__O que se pede__
a: Reescreva de forma mais breve o parágrafo da entrevista que começa por "Costumo pensar muito nesse momento", mantendo os factos principais.
b: Reproduza sem alterações o trecho da entrevista entre "Lembra-se da primeira" e "sido em 1981.", ambos incluídos.

__Texto em estudo__
..............................

Lembra-se da primeira vez que pegou numa máquina fotográfica e tirou a sua primeira fotografia?

Talvez tivesse 14 ou 15 anos. Não me recordo tão bem disso como da primeira vez que vi uma fotografia a surgir no revelador, na sala escura. Isso, sim, marcou-me. Na altura devia ter 16 anos, e quando estamos ali com o tabuleiro de revelação e vemos a imagem a aparecer… tive uma epifania. Pensei: "Isto vai ser uma parte importante da minha vida." Isso terá sido em 1981.

Aos 20 anos já trabalhava como fotojornalista para um dos jornais mais prestigiados de mundo, o The Times. Durante esse período tirou uma fotografia que viria a mudar a sua carreira: do jogador argentino Diego Maradona a segurar o troféu da FIFA World Cup no México, em 1986. 

Na altura, não teve grande impacto porque eu era muito jovem, mas provavelmente o tempo ajudou. Agora é a terceira fotografia desportiva mais vendida de sempre. Vou voltar para Nápoles esta noite e, em Nápoles, é, obviamente, uma imagem muito conhecida. Mas sim, foi importante. Tirei essa fotografia com uma máquina que me custou 100 euros. Isso prova que nem tudo se resume ao valor do equipamento.

Ainda pensa nesse dia? É algo que recorda muitas vezes, ainda nos dias de hoje?

Costumo pensar muito nesse momento porque estava tão entusiasmado. Não conseguia dormir e o jogo era ao meio-dia. Cheguei ao estádio às seis da manhã. A segurança, em 1986, não era tão apertada, mas iam estar 120 mil pessoas no estádio. Subornei o guarda mexicano com algum dinheiro e perguntei: "Posso simplesmente andar de uma ponta à outra do campo?" Eram seis da manhã e já estava no relvado. Lembro-me de pensar que aquele ia ser o dia mais importante da minha vida.

..............................

__Entradas selecionadas__
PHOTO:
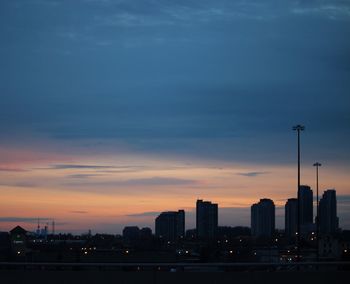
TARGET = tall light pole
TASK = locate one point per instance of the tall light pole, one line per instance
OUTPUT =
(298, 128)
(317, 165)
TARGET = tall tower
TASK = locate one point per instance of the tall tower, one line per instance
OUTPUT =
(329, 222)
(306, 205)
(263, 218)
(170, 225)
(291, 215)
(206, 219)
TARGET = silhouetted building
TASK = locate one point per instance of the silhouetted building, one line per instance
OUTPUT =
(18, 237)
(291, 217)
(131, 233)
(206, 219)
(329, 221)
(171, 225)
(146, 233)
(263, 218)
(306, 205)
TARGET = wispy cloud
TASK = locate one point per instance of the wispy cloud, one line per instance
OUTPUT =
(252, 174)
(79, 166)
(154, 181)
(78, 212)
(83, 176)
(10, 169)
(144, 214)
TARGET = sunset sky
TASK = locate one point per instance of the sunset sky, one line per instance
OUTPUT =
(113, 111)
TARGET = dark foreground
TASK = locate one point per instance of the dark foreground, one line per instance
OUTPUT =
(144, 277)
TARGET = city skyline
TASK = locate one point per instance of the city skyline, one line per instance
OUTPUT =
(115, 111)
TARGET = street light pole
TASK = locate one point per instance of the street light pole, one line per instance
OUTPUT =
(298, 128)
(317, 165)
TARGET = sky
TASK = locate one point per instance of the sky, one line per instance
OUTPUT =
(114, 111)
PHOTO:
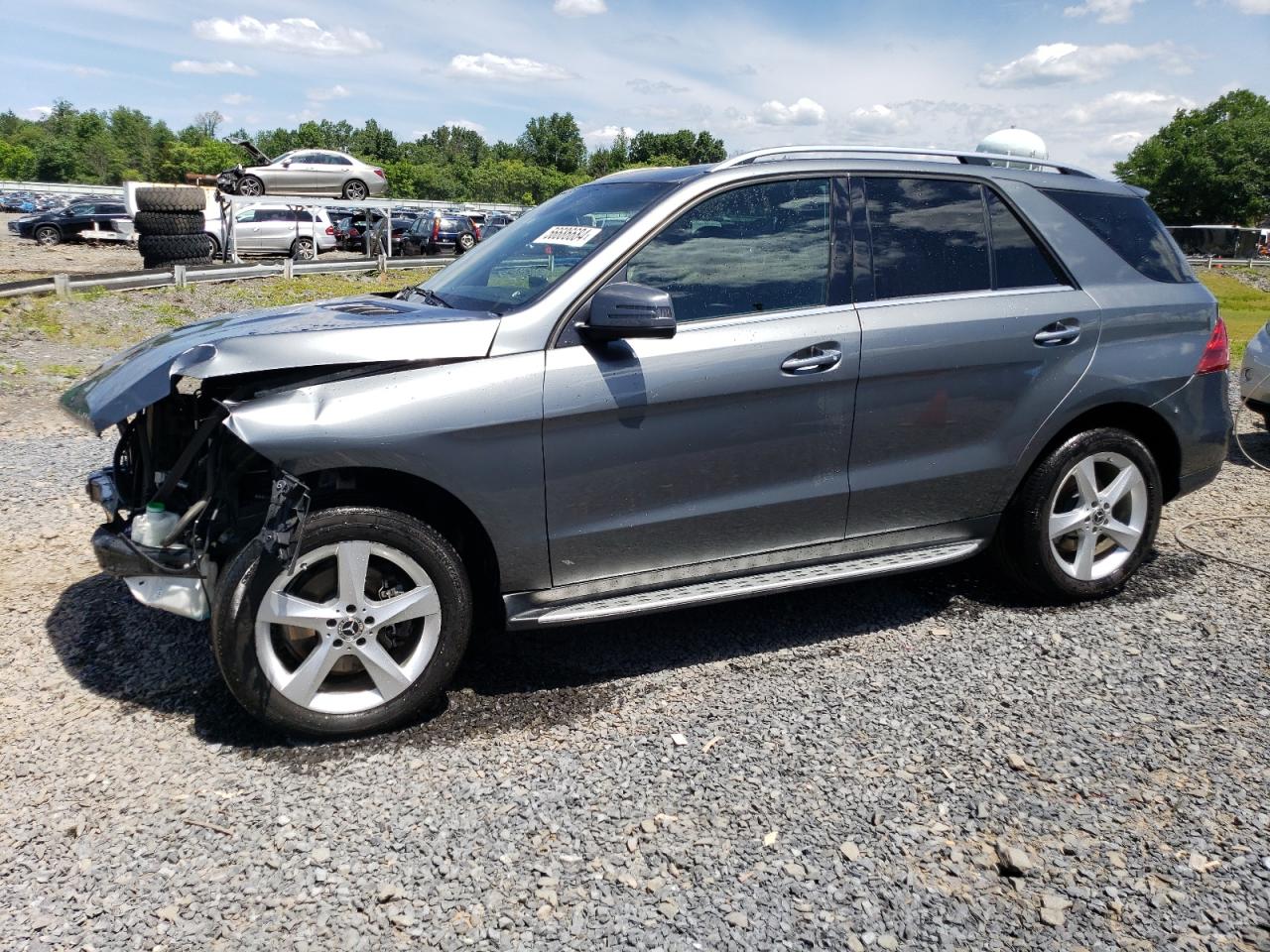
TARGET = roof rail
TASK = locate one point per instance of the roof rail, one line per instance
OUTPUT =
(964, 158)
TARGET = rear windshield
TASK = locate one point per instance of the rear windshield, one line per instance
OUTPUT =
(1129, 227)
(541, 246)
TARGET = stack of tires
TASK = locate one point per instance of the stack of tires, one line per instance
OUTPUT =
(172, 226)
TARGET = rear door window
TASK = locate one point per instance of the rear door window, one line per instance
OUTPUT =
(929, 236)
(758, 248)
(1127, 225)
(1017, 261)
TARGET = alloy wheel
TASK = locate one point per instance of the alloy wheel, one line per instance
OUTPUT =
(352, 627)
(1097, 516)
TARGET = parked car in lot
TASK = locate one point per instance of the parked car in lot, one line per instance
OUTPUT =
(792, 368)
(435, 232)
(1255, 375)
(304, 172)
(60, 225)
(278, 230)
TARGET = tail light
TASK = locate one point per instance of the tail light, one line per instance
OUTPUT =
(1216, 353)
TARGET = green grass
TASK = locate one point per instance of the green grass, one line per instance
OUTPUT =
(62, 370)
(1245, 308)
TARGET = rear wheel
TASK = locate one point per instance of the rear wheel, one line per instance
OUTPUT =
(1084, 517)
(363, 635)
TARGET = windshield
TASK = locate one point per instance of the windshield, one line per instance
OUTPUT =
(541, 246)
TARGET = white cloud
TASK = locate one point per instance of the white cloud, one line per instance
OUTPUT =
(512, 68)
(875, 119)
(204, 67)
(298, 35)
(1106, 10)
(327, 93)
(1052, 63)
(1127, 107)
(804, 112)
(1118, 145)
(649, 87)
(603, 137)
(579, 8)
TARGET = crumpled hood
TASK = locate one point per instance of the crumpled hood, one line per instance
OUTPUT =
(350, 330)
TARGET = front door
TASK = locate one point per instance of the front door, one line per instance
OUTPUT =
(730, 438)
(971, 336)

..............................

__Respostas esperadas__
a: Penso muitas vezes nesse momento, pelo entusiasmo que sentia. Não consegui dormir e, embora o jogo fosse ao meio-dia, cheguei ao estádio às seis da manhã. Em 1986 a segurança era menos apertada, apesar de se esperarem 120 mil pessoas. Subornei o guarda mexicano para poder andar pelo campo e às seis da manhã já estava no relvado, a pensar que aquele seria o dia mais importante da minha vida.

b:
Lembra-se da primeira vez que pegou numa máquina fotográfica e tirou a sua primeira fotografia?

Talvez tivesse 14 ou 15 anos. Não me recordo tão bem disso como da primeira vez que vi uma fotografia a surgir no revelador, na sala escura. Isso, sim, marcou-me. Na altura devia ter 16 anos, e quando estamos ali com o tabuleiro de revelação e vemos a imagem a aparecer… tive uma epifania. Pensei: "Isto vai ser uma parte importante da minha vida." Isso terá sido em 1981.